**What the task requires**: Starting with the line that contains "Could you indicate the red truck", copy every line through the end of the data below, exactly and with nothing added.

**Given records**:
⟨
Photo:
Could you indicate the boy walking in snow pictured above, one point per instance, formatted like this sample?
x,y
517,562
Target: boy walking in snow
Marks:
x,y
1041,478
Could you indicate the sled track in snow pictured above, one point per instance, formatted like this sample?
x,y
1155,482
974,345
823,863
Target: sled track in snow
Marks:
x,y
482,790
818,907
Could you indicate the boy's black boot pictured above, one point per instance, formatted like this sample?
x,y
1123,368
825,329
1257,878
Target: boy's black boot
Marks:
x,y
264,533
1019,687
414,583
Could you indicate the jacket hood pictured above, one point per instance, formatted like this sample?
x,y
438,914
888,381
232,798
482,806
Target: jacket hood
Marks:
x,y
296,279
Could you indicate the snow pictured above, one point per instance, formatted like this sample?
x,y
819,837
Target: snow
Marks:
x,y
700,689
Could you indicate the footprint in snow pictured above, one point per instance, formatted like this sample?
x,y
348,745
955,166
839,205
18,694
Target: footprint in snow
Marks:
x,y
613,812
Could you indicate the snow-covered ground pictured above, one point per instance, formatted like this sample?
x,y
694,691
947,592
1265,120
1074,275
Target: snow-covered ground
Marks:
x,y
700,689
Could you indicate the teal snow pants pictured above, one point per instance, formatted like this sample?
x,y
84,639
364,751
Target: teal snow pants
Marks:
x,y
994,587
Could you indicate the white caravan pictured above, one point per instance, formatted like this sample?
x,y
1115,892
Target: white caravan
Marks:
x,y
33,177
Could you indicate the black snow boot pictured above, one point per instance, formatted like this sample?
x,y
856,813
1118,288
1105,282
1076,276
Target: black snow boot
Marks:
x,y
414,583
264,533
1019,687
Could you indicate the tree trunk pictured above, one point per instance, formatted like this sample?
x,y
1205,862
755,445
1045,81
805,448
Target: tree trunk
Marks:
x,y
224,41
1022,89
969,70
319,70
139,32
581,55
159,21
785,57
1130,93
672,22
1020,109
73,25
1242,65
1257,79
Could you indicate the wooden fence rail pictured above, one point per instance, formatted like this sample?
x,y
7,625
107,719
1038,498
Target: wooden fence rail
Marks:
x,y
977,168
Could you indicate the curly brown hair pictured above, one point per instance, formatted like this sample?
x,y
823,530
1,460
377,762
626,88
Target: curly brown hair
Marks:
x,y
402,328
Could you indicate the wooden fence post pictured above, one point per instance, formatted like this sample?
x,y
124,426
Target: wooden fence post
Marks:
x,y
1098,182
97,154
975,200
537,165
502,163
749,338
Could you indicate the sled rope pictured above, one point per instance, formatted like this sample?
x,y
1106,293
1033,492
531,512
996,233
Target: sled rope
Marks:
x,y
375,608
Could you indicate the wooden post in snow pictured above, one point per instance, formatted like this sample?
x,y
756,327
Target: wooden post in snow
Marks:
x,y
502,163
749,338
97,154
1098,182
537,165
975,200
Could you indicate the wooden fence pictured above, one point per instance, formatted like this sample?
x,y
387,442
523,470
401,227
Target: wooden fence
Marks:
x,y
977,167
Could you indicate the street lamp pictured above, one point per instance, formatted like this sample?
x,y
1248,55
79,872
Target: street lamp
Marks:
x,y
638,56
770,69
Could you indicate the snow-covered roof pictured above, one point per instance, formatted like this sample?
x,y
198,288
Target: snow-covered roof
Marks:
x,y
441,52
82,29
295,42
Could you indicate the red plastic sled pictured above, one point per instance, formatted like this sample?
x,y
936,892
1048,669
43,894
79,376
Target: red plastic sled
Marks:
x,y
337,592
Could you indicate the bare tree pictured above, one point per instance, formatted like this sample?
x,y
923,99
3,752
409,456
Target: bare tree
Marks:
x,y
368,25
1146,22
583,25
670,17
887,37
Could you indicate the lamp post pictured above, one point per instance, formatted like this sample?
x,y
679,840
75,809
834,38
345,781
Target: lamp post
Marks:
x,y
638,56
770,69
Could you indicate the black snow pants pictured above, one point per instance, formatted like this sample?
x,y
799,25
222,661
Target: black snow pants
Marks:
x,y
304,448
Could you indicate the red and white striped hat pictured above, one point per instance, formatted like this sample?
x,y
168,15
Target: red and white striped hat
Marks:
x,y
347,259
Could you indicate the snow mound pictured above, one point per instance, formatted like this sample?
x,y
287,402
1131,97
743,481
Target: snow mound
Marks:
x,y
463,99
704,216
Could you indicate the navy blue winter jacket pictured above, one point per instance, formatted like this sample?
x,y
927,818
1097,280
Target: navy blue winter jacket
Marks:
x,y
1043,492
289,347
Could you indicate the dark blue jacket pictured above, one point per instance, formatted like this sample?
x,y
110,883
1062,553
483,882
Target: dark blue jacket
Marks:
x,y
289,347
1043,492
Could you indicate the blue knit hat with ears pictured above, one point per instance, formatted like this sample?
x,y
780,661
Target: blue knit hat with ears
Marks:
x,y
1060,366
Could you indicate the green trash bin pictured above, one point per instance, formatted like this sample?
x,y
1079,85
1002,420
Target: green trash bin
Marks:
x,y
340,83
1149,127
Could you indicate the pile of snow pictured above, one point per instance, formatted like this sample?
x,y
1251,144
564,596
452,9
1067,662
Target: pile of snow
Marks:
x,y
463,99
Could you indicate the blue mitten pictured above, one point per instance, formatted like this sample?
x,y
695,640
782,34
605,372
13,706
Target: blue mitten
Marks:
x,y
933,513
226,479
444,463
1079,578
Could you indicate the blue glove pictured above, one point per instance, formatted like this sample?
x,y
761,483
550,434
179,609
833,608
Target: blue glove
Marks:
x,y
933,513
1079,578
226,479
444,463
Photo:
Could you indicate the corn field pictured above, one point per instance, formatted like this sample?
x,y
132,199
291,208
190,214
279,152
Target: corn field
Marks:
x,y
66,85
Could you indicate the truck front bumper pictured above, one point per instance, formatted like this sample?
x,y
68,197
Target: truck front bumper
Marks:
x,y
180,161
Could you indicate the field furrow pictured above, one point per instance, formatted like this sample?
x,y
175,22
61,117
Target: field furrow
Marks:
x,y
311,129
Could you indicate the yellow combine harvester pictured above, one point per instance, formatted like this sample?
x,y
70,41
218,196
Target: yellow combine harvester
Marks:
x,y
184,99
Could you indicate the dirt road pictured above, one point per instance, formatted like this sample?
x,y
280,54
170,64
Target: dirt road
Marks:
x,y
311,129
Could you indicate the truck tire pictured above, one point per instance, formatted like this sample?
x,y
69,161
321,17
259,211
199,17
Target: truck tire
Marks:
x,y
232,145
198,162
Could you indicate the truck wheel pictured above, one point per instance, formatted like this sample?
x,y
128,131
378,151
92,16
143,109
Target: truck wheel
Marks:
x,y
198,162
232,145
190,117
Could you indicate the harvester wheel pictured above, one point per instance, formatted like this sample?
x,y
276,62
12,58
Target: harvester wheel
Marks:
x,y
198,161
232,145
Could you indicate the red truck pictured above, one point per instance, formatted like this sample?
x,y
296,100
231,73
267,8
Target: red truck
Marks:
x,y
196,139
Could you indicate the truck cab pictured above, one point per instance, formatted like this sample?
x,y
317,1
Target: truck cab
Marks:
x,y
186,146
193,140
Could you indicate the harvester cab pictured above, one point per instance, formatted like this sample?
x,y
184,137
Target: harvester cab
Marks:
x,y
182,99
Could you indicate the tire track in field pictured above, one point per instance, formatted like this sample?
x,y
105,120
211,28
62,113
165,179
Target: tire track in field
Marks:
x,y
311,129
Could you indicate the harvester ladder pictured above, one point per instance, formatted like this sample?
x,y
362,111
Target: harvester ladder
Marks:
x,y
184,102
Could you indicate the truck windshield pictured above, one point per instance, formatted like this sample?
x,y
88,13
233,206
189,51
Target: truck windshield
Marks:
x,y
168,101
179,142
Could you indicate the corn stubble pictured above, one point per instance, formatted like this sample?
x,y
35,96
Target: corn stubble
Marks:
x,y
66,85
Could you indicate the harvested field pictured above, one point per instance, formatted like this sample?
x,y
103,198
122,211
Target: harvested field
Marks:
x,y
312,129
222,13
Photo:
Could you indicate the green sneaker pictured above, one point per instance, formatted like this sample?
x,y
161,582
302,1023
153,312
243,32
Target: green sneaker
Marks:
⟩
**The reply**:
Could you indicate the red truck pictured above, one point per instance, formatted like this sample?
x,y
296,100
231,73
267,8
Target: red truck
Marks:
x,y
196,139
Could you indicate the truck cab pictured above, one point per instance, formatted like this sample?
x,y
317,1
Target: truck cab
Marks:
x,y
186,146
193,140
Could you indicate the harvester cab pictured above, one point per instance, formatted like this sample?
x,y
184,137
Target: harvester cab
Marks:
x,y
182,99
Could you indicate the tire track in field pictured above, one point per instance, formatted like this sample?
x,y
105,120
211,28
62,113
165,179
Target: tire track in field
Marks:
x,y
311,129
Could you indicate the harvester ladder pictured above, one point per instance, formatted like this sample?
x,y
362,111
Target: harvester ladder
Marks:
x,y
184,102
Could you indicate the truck windshield pictured above, one point per instance, formatted like this sample?
x,y
88,13
233,206
189,51
Target: truck windshield
Marks:
x,y
168,101
179,142
Could you indicate the corn stubble pictured above, one point per instance, formatted like this sample?
x,y
35,96
Target: corn stubble
Marks:
x,y
66,85
Could you indicate the harvested field pictured above, one point per instance, formatted like this sample?
x,y
103,198
122,211
Target: harvested field
Marks:
x,y
312,129
222,13
Photo:
Could you indicate the green sneaker pictured above, one point per instance, formatted like this sample?
x,y
161,582
302,1023
153,312
243,32
Target: green sneaker
Marks:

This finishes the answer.